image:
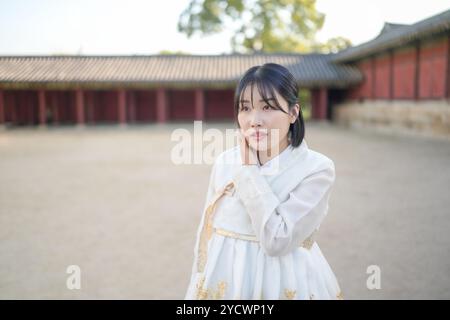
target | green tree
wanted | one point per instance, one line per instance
(257, 25)
(332, 45)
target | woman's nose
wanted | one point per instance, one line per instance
(255, 120)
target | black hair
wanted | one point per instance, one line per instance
(270, 77)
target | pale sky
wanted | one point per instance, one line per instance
(35, 27)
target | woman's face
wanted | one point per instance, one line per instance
(265, 127)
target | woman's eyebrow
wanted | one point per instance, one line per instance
(262, 100)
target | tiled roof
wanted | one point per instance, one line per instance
(310, 70)
(393, 36)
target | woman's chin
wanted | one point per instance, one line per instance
(258, 145)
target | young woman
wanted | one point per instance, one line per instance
(266, 199)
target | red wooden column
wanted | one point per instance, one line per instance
(2, 108)
(161, 105)
(417, 71)
(79, 105)
(199, 104)
(41, 108)
(447, 75)
(132, 105)
(319, 103)
(121, 105)
(391, 75)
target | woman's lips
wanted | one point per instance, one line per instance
(258, 136)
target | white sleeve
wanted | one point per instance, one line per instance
(282, 226)
(209, 196)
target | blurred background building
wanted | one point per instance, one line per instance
(400, 79)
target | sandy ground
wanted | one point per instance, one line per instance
(109, 200)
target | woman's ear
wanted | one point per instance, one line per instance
(294, 112)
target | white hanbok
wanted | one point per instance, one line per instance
(256, 235)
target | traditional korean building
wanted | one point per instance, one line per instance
(406, 72)
(160, 88)
(400, 79)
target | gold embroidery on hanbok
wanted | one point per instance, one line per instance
(289, 294)
(207, 228)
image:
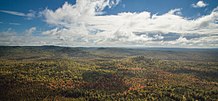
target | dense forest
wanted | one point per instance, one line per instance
(98, 74)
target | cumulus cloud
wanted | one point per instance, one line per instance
(199, 4)
(83, 23)
(12, 23)
(29, 15)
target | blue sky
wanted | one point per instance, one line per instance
(138, 23)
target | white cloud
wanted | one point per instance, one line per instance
(199, 4)
(82, 24)
(29, 15)
(30, 31)
(12, 23)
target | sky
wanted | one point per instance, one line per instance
(109, 23)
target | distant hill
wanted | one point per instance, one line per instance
(51, 52)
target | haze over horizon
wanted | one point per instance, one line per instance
(117, 23)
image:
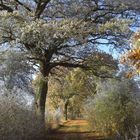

──────

* **Task statement**
Reproduce the stretch from the line containing "target | haze over horizon" through the end of the records, substituting "mist" for "haze" and keeping everything else unchanged. Omit the pictures from your answer.

* **Completed task**
target | mist over horizon
wanted | one point per instance, one line per instance
(117, 23)
image:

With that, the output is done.